Stored data entries:
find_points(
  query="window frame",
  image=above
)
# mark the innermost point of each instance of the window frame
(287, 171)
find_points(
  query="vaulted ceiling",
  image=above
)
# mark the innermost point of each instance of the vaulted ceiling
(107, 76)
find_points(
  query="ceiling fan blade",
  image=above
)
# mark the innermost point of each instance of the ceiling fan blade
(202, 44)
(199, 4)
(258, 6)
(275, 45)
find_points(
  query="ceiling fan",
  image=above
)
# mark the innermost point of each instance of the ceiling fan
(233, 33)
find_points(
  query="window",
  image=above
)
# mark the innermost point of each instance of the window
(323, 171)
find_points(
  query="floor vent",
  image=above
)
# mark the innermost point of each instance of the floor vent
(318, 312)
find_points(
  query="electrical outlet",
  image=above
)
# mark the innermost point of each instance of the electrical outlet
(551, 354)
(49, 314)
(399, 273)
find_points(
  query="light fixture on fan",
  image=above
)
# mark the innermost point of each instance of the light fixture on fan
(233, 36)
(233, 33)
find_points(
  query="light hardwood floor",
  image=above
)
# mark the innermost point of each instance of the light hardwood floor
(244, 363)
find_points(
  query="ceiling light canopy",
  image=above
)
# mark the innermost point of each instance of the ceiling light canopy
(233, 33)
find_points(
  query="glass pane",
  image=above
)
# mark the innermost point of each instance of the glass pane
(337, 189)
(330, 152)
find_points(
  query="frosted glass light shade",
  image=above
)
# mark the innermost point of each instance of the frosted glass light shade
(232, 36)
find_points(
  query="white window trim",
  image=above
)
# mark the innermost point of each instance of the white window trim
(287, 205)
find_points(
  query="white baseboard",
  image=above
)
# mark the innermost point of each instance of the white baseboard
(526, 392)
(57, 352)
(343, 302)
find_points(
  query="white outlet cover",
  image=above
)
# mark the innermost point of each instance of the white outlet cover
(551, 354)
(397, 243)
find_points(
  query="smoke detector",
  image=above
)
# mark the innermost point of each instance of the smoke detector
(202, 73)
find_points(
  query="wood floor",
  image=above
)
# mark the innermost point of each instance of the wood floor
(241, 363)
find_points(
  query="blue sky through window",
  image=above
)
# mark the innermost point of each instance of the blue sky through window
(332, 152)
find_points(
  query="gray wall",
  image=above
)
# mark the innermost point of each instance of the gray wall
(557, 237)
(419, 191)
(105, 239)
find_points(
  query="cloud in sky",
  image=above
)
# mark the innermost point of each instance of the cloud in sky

• Assigned task:
Quote each line above in full, word for word.

• The answer:
find_points(
  query="window frame",
  image=above
)
# mark the innermost point of each instance of the window frame
(287, 171)
find_points(
  query="vaulted ceiling",
  image=above
)
# mark the innermost point of each instance of the vaulted ceiling
(107, 76)
find_points(
  query="ceiling fan blade",
  image=above
)
# mark the innermost point of each instance of the ceiling fan blade
(202, 44)
(199, 4)
(258, 6)
(275, 45)
find_points(
  query="ceiling fan",
  image=above
)
# mark the innermost point of each instance of the ceiling fan
(233, 33)
find_points(
  query="window",
  image=above
)
# mark the innermost point of each instance of the window
(323, 171)
find_points(
  query="floor vent",
  image=above
)
# mark the innermost point of each instance of the floor vent
(318, 312)
find_points(
  query="electrical outlet",
  image=above
)
# mark the innermost point of each instance of the electrical outlet
(551, 354)
(49, 314)
(399, 273)
find_points(
  query="light fixture on fan",
  image=above
)
# mark the innermost point of each instance of the light fixture on fan
(233, 36)
(233, 33)
find_points(
  query="light hardwood floor",
  image=above
)
# mark the innermost point of each instance of the light hardwood floor
(244, 363)
find_points(
  query="ceiling light canopy",
  image=above
)
# mark the innermost point of each instance of the ceiling light canopy
(233, 33)
find_points(
  query="glass pane",
  image=above
)
# mark the innermost point of each instance of the glass pane
(337, 189)
(330, 152)
find_points(
  query="frosted glass light shade",
  image=above
)
# mark the innermost point of each instance of the frosted glass light shade
(232, 36)
find_points(
  query="white window trim",
  image=above
)
# mark the innermost point of each instance of the white window trim
(287, 205)
find_points(
  query="white baseboard",
  image=above
)
# mark the innermost point of each instance of the white baseboard
(526, 392)
(57, 352)
(343, 302)
find_points(
  query="white outlet cover",
  image=above
)
# mark the innermost point of each instance of the white outlet cover
(551, 354)
(397, 243)
find_points(
  query="smoke detector",
  image=above
)
# mark the innermost point of each instance of the smoke detector
(202, 73)
find_points(
  query="wood floor",
  image=above
)
# mark the innermost point of each instance of the wood floor
(241, 363)
find_points(
  query="blue sky through window",
  image=above
)
# mark the innermost point of each instance of the blue sky through window
(332, 152)
find_points(
  query="gray wall",
  image=above
)
# mark the innermost point of each instance of the gray wall
(557, 237)
(419, 191)
(105, 239)
find_points(
  query="cloud in sky",
  image=above
)
# mark the innermost point of each instance of the cloud in sky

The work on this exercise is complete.